— Stored data —
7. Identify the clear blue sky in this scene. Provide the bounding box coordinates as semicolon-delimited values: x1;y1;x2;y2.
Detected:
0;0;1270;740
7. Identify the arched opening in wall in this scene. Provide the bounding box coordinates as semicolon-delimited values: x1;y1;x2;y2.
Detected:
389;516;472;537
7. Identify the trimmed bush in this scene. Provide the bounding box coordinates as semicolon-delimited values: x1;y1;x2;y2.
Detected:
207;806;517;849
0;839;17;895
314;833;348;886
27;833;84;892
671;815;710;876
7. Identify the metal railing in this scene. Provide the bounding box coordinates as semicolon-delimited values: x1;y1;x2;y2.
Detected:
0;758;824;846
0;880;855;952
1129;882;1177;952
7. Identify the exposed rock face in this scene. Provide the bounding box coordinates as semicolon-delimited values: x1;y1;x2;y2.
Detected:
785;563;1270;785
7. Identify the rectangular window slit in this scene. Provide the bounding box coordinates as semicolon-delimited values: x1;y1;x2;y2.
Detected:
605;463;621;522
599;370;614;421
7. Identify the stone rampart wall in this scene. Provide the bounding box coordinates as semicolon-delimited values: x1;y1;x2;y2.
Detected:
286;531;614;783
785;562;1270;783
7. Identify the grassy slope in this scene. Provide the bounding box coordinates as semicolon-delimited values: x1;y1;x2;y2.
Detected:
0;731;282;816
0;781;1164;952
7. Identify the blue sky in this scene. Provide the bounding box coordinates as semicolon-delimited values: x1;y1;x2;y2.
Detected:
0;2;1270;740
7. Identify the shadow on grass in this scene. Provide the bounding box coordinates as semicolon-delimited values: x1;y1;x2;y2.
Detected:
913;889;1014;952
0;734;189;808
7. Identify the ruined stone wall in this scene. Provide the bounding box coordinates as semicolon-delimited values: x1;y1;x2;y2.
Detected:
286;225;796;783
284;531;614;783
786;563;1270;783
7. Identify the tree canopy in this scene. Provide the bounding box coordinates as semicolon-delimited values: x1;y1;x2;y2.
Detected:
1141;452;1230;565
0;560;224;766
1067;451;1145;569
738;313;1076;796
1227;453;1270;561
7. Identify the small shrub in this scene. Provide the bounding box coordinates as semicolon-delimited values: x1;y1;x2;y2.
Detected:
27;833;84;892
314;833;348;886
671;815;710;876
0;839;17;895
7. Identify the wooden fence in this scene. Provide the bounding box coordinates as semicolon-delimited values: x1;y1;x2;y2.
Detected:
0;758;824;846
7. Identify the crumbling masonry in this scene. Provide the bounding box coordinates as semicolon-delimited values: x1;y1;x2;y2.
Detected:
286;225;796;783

— What you are asked to do —
Rewrite all the entries above, substituting "Locate" for each "Identify" and leaving everything else unchanged.

— The reply —
7. Locate the clear blue sky in this scene. Provide the bounding box coordinates as semicolon-delimited values: x1;y1;x2;y2.
Detected:
0;0;1270;740
7. Locate the arched opening in wall in this scene. Provide the bounding box coordinates as semicolon-delimited values: x1;y1;x2;y2.
Detected:
389;516;472;537
7. Locate the trimmed bush in this scene. Provide the bounding box coordinates as semicolon-delimited values: x1;y1;x2;y2.
Detected:
207;806;517;849
0;839;17;895
314;833;348;886
27;833;84;892
671;815;710;876
7. Locate the metal railing in this scene. Provide the bounding box coordinates as semicolon-delimited values: x1;y1;x2;y2.
Detected:
0;758;824;846
0;880;855;952
1129;882;1177;952
7. Locate the exposed rock face in this scene. Provide the bounding box coordinates as semicolon-delimited values: x1;y1;x2;y2.
Detected:
785;563;1270;785
7. Locate the rectangular window slit in this scene. Provide the bounding box coordinates as semicolon-delimited values: x1;y1;x2;y2.
Detected:
605;463;621;522
599;370;614;421
7. Locate the stone rampart wall in this scene. Provide the bounding box coordinates as semicolon-delimited values: x1;y1;x2;y2.
Detected:
286;531;614;783
785;562;1270;783
7. Locate the grassy slope in this scene. Provide the bounding box coordinates as semicolon-delimited values: x1;y1;x2;y2.
Detected:
0;731;282;816
0;781;1164;952
7. Locate the blue sky in this scene. Provide the bounding box coordinates as semicolon-delimited values: x1;y1;x2;y2.
Detected:
0;2;1270;740
7. Locate the shadow on grass in this scene. Provide the bounding box coordinates as semicolon-delimited values: x1;y1;x2;y2.
Detected:
913;889;1014;952
0;734;189;808
7. Locate the ruined stone wall in this scene. Provide the bounding box coordinates as semicolon-delimited values: x1;y1;x2;y2.
Detected:
286;225;796;783
284;531;614;783
786;563;1270;783
7. Locate the tree canopy in this scene. Provide the bounding box coordinates as semicolon-delimited values: x1;y1;x2;y2.
Detected:
1141;452;1230;565
0;560;224;766
1067;451;1145;569
738;313;1076;796
1227;453;1270;561
7. Locate the small shrub in this scene. Provide the bounding box coordinates as semicolon-delimited values: x1;y1;x2;y2.
Detected:
27;833;84;892
314;833;348;886
671;815;710;876
0;839;17;895
7. Locate the wooden fence in this scene. Provide the bounding box coordinates as semicolon-delimited values: x1;y1;x2;y2.
Detected:
0;758;824;846
7. Locate the crumbling masonry in this scene. Provide the bounding box coordinates as semicolon-delimited values: x1;y1;x2;y2.
Detected:
286;225;796;783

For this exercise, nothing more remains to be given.